### [Prompt]
Your task is to extract the lines from the one holding "Point out the desert plain" through the end of the material. Set them down exactly and add nothing.

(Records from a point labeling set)
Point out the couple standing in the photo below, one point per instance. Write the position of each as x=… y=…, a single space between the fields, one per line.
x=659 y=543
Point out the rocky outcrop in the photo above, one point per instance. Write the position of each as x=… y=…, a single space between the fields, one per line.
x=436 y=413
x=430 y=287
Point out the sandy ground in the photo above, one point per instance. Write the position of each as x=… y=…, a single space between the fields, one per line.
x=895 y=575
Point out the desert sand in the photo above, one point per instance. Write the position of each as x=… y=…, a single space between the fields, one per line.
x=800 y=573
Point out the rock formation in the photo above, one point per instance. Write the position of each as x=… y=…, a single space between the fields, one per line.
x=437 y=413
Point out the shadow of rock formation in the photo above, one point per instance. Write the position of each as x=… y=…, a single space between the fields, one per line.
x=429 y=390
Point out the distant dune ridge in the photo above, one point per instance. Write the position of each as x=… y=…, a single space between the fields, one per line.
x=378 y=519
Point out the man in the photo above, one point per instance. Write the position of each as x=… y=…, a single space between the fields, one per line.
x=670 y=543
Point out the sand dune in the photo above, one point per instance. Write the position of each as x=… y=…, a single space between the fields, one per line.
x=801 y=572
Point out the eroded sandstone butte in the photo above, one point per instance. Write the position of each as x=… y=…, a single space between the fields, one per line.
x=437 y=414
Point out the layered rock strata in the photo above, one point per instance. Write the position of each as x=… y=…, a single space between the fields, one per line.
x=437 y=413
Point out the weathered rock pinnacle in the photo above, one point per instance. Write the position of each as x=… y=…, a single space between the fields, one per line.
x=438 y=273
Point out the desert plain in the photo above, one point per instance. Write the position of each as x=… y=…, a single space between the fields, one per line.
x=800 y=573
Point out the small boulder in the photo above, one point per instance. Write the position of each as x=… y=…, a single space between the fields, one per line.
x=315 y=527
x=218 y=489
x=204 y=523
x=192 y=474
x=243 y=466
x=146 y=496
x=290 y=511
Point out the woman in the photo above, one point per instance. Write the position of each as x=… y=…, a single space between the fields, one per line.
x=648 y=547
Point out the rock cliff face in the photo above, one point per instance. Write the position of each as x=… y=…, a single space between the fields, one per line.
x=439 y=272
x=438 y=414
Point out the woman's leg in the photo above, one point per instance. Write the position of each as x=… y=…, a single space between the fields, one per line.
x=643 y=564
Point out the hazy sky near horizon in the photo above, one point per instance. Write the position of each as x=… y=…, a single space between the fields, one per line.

### [Written response]
Point out the desert plain in the photo above, one point per instance. Write the position of each as x=… y=…, a single space between the fields, one per line.
x=800 y=573
Point out the small boulder in the photo above, one point per instance. Write the position of each as x=… y=…, a single space between the fields, one per line.
x=315 y=527
x=218 y=489
x=204 y=523
x=192 y=474
x=243 y=466
x=146 y=496
x=290 y=511
Point out the woman in the photo above, one point per instance. Write the position of each as x=… y=…, a single space between the fields, one per line.
x=648 y=547
Point out the rock cliff face in the photo above, one point per instance. Write the position of each as x=… y=…, a single space between the fields, one per line.
x=439 y=272
x=438 y=414
Point out the woman's leg in the photo above, one point per instance. Write the position of each as x=… y=…, a single space between the fields, one per line.
x=643 y=564
Point out the hazy sky near horizon in the photo above, one point per instance. Write the position of each as x=… y=…, a single space between the fields, one per line.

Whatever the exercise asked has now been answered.